= PROBLEM DESCRIPTION =
The records below need retyping in full; give them again exactly.

(Beginning of EXTRACTED DATA)

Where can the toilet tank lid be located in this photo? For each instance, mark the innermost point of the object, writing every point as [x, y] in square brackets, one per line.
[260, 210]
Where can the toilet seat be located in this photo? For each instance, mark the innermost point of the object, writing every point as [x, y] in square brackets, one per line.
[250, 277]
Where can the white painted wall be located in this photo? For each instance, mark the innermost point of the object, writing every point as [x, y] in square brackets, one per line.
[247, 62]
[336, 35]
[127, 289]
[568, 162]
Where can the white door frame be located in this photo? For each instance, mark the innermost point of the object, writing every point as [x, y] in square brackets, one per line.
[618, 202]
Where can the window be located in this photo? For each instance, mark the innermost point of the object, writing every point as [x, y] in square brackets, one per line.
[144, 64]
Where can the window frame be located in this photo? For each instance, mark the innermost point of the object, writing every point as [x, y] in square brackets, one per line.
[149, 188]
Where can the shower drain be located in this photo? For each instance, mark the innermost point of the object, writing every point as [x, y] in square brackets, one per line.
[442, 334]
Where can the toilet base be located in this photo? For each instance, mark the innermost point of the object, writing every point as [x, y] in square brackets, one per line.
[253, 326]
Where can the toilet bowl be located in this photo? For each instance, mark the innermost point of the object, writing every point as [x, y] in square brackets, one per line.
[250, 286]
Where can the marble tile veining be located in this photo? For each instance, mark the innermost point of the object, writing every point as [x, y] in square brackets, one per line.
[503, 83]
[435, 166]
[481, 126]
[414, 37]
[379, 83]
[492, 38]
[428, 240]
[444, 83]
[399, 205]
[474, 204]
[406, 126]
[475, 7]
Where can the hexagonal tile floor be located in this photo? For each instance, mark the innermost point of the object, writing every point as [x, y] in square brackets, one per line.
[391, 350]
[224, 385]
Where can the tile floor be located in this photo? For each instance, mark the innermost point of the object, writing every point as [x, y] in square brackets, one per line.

(End of EXTRACTED DATA)

= REPLY TO THE EXERCISE =
Where can the toilet tank lid be located in this photo? For each instance, mark the innermost point of the object, writing every point as [x, y] in square brackets, one per line.
[260, 210]
Where can the toilet seat be located in this photo? For each instance, mark the innermost point of the object, writing every point as [x, y] in square brackets, one per line.
[250, 277]
Where can the white painted wall be located in this photo? For each instance, mark the innermost point of the object, writing every point as [x, y] in square brackets, one per line.
[247, 62]
[336, 35]
[127, 289]
[568, 162]
Where can the white door frame be located in this photo? For each instance, mark the innermost point of the object, writing every point as [x, y] in square brackets, one per line.
[618, 202]
Where can the window be located in this photo? For each instance, mark the innermost point of the object, writing every point as [x, y] in square brackets, one per line.
[144, 64]
Where can the window frame be located in this photo? For each instance, mark the innermost point of the object, writing every point as [x, y] in square brackets, one per line.
[149, 188]
Where can the shower drain be located in this photo? For each instance, mark the innermost point of the object, writing every point as [x, y] in square brackets, one per line.
[442, 334]
Where can the toilet base be located in this photo? For each instance, mark the innermost point of the object, writing every point as [x, y] in square brackets, one per line.
[253, 326]
Where can the toilet bowl be located in this photo? For each instance, mark the innermost point of the object, writing every point as [x, y] in square brackets, one per line.
[250, 286]
Where can the marble tile veining be located in this photo? For each instance, mark the innermost point of the object, writing every point as [x, y] in square brackets, one per line.
[503, 83]
[435, 166]
[481, 126]
[414, 37]
[379, 83]
[492, 38]
[428, 240]
[444, 83]
[399, 205]
[474, 204]
[406, 126]
[475, 7]
Where can the hexagonal tile floor be located in this photo? For each instance, mark the innermost point of the object, writing every point as [x, y] in square brackets, one per line.
[391, 350]
[224, 385]
Where can the tile floor be located in this photo? For each instance, mark the innermost point of the object, writing every point as [x, y] in square brackets, one per line.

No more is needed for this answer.